Selected excerpt |
The first time Cory Strathman experienced it, he was in college.
“I would exhibit symptoms of isolating and staying in my room for two to three days once a semester,” he remembers. “I told my friends that I was sick, but I just didn’t want to be around the world that day. I questioned my worth and path that life was on.“
As quickly as the negative thoughts appeared, though, they would resolve, and he would get back to his normal life “without thinking twice.”
Today, however, he recognizes those episodes as the start of what’s now been diagnosed as depressive disorder. And he’s making a public push to raise awareness of mental health conditions in hopes that others can get their own issues addressed sooner than later.
Strathman left college and started a career in education, working his way up to become an elementary school principal at the age of 28. He got married and had two kids. To most of his friends and colleagues, he appeared to have his life together.
In reality, he was struggling. He would experience symptoms of depression on a monthly basis. But because of the stigma he associated with mental health problems, he got good at hiding his pain while on the job.
“Most people wouldn’t have been able to tell that anything was different with me, but I would be just going through the motions,” he said.
He was also self-medicating, relying more and more on alcohol to provide temporary relief from the discomfort of his mental state.
The issues came to a head in January, when he was cited for driving under the influence after leaving the scene of a minor accident in Shawnee. All of a sudden, he was out of his job with the Shawnee Mission School District and facing a personal crisis.
Four months later, however, he says he’s never been in a better place. The accident and citation forced him to address his issues head on. He got diagnosed with both depressive disorder and alcohol use disorder and entered a treatment program.

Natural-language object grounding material
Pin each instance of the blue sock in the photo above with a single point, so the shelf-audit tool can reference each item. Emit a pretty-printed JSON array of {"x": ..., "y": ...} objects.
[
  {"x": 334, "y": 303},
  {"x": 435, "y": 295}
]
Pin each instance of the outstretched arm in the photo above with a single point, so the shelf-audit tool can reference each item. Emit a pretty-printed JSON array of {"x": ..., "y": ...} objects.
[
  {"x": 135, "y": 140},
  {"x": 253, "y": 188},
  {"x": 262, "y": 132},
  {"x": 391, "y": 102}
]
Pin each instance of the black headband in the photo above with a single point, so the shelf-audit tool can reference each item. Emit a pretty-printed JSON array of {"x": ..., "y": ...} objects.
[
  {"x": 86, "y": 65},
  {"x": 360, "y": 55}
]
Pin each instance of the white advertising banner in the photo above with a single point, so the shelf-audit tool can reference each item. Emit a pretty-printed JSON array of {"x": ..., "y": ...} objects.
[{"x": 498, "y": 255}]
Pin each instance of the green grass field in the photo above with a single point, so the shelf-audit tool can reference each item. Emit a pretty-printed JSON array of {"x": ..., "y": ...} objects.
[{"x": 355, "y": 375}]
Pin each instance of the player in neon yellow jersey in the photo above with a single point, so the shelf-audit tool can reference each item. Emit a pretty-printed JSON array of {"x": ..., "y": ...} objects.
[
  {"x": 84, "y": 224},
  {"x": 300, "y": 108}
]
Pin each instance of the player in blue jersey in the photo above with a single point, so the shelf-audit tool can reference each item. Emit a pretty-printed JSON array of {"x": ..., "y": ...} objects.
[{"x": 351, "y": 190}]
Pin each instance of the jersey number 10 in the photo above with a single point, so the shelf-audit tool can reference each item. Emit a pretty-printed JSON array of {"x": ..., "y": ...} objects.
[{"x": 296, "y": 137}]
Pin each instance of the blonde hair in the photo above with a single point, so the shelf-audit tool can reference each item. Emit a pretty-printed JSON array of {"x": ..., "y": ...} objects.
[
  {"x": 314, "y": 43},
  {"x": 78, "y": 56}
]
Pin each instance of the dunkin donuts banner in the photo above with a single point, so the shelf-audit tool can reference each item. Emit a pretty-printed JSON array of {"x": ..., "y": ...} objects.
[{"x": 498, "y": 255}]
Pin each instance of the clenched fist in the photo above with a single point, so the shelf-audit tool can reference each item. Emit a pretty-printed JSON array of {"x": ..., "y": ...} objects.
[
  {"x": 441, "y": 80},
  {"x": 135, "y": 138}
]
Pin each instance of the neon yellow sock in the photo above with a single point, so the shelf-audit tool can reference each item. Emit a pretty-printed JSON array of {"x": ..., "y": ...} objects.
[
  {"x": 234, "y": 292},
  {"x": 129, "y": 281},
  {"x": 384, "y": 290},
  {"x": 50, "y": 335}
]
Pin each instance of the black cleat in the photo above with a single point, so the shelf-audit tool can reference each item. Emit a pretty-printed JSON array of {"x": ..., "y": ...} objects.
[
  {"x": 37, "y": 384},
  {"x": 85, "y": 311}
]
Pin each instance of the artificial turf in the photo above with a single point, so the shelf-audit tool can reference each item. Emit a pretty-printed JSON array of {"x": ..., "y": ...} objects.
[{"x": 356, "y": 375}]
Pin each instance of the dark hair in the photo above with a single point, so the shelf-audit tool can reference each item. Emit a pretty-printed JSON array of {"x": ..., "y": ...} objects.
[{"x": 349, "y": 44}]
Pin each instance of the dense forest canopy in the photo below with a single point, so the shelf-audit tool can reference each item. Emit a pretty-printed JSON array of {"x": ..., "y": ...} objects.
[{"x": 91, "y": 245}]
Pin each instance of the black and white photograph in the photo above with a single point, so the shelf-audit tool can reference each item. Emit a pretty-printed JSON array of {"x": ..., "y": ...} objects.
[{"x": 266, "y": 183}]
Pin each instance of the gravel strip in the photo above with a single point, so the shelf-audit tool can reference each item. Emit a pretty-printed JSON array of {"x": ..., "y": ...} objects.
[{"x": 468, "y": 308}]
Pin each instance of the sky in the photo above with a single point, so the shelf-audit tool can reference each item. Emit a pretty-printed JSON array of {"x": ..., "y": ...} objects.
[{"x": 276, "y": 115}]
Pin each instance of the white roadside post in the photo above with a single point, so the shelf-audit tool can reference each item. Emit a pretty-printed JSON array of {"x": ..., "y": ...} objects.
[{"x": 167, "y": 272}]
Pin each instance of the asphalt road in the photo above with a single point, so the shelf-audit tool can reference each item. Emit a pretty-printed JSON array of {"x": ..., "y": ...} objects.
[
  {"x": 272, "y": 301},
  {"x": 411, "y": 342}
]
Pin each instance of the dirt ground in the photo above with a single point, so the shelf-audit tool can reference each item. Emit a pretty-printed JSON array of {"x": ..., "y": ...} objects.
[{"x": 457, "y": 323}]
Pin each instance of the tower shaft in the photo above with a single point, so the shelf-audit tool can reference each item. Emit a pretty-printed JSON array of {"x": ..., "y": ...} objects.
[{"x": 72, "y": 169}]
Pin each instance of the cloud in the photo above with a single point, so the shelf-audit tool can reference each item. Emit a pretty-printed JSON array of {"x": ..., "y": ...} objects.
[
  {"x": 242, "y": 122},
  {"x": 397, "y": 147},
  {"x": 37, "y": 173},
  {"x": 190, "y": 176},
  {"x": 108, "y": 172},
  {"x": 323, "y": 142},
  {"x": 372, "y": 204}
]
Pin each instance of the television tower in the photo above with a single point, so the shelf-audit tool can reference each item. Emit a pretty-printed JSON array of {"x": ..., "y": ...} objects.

Task list |
1. Answer these questions using the Strathman article:
(a) At what age did Strathman become an elementary school principal?
(b) In what city did the minor accident happen?
(c) Which two conditions was he eventually diagnosed with?
2. Rewrite the Strathman article from "In reality, he" up to and including "on the job.", replacing "struggling" with "suffering".
3. Decide whether each statement agrees with the Strathman article. Answer yes or no, and quote the words that decide it.
(a) In college, Strathman isolated himself in his room for about a week each semester.
(b) His personal issues came to a head in January.
(c) Strathman has three children.

Replies |
1.
(a) 28
(b) Shawnee
(c) Depressive disorder and alcohol use disorder

2.
In reality, he was suffering. He would experience symptoms of depression on a monthly basis. But because of the stigma he associated with mental health problems, he got good at hiding his pain while on the job.

3.
(a) No: "staying in my room for two to three days once a semester"
(b) Yes: "The issues came to a head in January"
(c) No: "He got married and had two kids."